Material for the task:
:::::
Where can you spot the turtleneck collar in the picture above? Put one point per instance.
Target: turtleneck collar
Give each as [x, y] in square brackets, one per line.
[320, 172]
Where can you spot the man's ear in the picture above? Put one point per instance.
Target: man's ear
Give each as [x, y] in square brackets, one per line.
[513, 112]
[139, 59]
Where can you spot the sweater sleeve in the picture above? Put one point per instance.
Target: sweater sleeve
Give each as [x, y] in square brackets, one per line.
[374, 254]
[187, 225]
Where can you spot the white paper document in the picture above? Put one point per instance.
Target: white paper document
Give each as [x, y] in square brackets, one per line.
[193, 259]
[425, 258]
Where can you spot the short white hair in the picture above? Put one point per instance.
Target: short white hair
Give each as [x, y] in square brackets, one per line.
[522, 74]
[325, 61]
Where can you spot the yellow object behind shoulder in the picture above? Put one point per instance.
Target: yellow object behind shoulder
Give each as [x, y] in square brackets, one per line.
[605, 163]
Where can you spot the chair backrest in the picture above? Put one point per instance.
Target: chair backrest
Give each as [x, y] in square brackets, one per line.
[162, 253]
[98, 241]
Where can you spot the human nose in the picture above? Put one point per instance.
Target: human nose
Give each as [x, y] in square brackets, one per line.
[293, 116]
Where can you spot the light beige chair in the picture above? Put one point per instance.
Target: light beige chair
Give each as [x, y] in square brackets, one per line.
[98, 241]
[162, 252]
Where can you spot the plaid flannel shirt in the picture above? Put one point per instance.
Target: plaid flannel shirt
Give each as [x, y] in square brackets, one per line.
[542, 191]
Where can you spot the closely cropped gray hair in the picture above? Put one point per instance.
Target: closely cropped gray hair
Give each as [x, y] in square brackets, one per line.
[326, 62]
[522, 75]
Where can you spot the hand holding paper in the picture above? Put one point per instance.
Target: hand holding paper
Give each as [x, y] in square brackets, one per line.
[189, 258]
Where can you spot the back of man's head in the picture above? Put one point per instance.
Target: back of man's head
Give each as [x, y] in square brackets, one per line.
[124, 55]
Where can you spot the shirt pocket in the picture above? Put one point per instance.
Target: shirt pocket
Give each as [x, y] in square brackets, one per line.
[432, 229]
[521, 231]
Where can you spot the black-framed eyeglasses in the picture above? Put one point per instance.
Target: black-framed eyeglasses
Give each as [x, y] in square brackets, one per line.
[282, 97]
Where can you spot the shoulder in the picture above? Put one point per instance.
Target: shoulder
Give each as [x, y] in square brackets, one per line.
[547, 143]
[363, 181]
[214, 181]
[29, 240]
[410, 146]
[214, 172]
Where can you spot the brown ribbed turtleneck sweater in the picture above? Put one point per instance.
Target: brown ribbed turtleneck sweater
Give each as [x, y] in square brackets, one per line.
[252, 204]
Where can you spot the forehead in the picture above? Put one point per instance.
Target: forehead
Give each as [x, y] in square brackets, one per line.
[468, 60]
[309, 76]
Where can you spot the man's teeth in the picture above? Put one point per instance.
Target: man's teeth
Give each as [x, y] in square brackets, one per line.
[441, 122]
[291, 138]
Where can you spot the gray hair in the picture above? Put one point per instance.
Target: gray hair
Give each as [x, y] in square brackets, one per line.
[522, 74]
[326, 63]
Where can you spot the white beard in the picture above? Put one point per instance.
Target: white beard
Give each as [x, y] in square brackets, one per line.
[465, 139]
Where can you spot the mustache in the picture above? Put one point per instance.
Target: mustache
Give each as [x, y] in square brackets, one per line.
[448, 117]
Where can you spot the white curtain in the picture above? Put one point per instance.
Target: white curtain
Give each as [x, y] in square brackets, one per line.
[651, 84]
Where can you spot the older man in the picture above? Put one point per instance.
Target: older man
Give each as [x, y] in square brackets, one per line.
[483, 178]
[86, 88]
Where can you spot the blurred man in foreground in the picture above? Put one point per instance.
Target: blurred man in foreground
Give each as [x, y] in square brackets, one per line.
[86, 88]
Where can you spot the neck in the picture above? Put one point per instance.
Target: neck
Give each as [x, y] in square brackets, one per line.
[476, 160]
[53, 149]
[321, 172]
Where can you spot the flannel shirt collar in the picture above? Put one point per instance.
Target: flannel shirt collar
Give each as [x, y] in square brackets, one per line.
:::::
Stated task: Could you rewrite the entries, replacing every "Put one point per instance" with "Mark each instance with one point" and keeping everything else the same?

Answer to this problem:
Where can you spot the turtleneck collar in the picture above? Mark each instance with one point.
Target: turtleneck collar
Give each as [x, y] in square brackets, one per line.
[320, 172]
Where can you spot the man's ear in the picture above? Mark each instance with one point.
Target: man's ear
Give each as [x, y] in square brackets, one per line.
[513, 112]
[139, 59]
Where can you spot the sweater sleeve in the picture above? Mark each instance with one point.
Target: sweater sleeve
Give each as [x, y] in square brackets, one per line.
[374, 254]
[187, 225]
Where can you spot the white paper document in the picture above? Mark each instance with one point.
Target: white paper document
Give each as [x, y] in square brackets, one per line.
[193, 259]
[425, 258]
Where can you spot the short white hair in the picture above? Mark each instance with one point.
Target: short white hair
Give each as [x, y] in square brackets, one per line.
[522, 74]
[325, 61]
Where can you spot the yellow object behind shoulder in the picture above? Mark each instance with one point.
Target: yellow object behind shoulder
Give each as [x, y] in square brackets, one per line.
[605, 163]
Where can you spot the chair backrest in the picture above? Mark each instance with one point.
Target: chair backrest
Give each as [x, y] in square brackets, one per line.
[162, 253]
[98, 241]
Where can you spot the human nose in the picture above? Mark each instance with one point.
Target: human nose
Give each as [x, y] in square brackets, one per line.
[293, 116]
Where can you spot the light beige chair in the picture above? Mark each instance with one point.
Target: light beige chair
Give each as [x, y] in square brackets, one per line.
[98, 241]
[162, 252]
Where can you spot the plaid flannel shirt in the picture above? Mark each instance with one point.
Target: plaid flannel shirt
Give each as [x, y] in square brackets, one per line.
[542, 191]
Where can you spot the closely cropped gray hair in the picture above? Mark each instance with one point.
Target: closely cropped gray hair
Give each as [x, y] in square brackets, one per line.
[326, 62]
[522, 75]
Where can you spot the hand holding paper in the picture above? Mark each instance with one point.
Target: hand holding paper
Give each as [x, y] in square brackets, one per line.
[189, 258]
Where can you spot the back of man's head in the picture above? Mark each instance with one point.
Target: back of man's head
Give each as [x, y] in square brackets, one per line.
[124, 55]
Where can you spot the shirt pocket in the picture above? Mark each instance with one point.
Target: shirt pocket
Give each as [x, y] in square brackets, one per line.
[432, 229]
[521, 231]
Where can you spot the black-framed eyeglasses in the picture above? Mark each instance with one point.
Target: black-framed eyeglasses
Give each as [x, y] in square brackets, one per line.
[282, 97]
Where can you spot the shoulder in the picture above? Mark each instance with one point.
Target: shoulder
Give each as [x, y] in square brackets, one per line.
[547, 143]
[363, 181]
[214, 181]
[29, 240]
[410, 146]
[214, 172]
Where can you spot the brown ribbed turtleneck sweater in the picture above? Mark each instance with one point.
Target: brown ribbed turtleneck sweater
Give each as [x, y] in square brackets, one per line.
[252, 204]
Where can you spot the forehead in the picture above? Mark each instance with one point.
Target: forehead
Give each as [x, y] in square brackets, one per line.
[468, 60]
[309, 76]
Where can you spot the man's teeth in the picture above? Mark each instance with one point.
Target: man's teeth
Give each as [x, y] in square brackets, one per line.
[441, 122]
[291, 138]
Where can you spot the gray hair in the picture above? Mark each instance with one point.
Target: gray hair
Give each as [x, y] in square brackets, one per line.
[522, 74]
[326, 63]
Where can you spot the white beard in the picture above? Mark each instance with one point.
Target: white beard
Give each as [x, y] in square brackets, one per line.
[465, 139]
Where can you spot the mustache in the picture above? Mark each instance with one point.
Target: mustache
Give each as [x, y] in square brackets, one per line.
[448, 117]
Where can you spot the white curtain in the picture above? Mark each instance with one point.
Target: white curtain
Give each as [x, y] in square brackets, one per line.
[651, 84]
Where can you spot the older man in the picture above? Mark each instance with one point.
Target: older man
Give each as [x, y] in square brackets, one per line.
[483, 178]
[86, 88]
Where can you spot the blurred man in foreground in the picture above? Mark each instance with one point.
Target: blurred man in foreground
Give each as [x, y] in square brackets, one per line.
[86, 88]
Where can you spot the neck in the picture above? Mark each instance with one point.
Target: neck
Give each as [x, y] in square brackets, one per line.
[476, 160]
[53, 149]
[321, 172]
Where can you spot the flannel shirt collar in the picture above? Mark each instance with one point.
Target: flannel shirt collar
Give each as [x, y] in square brackets, one per line.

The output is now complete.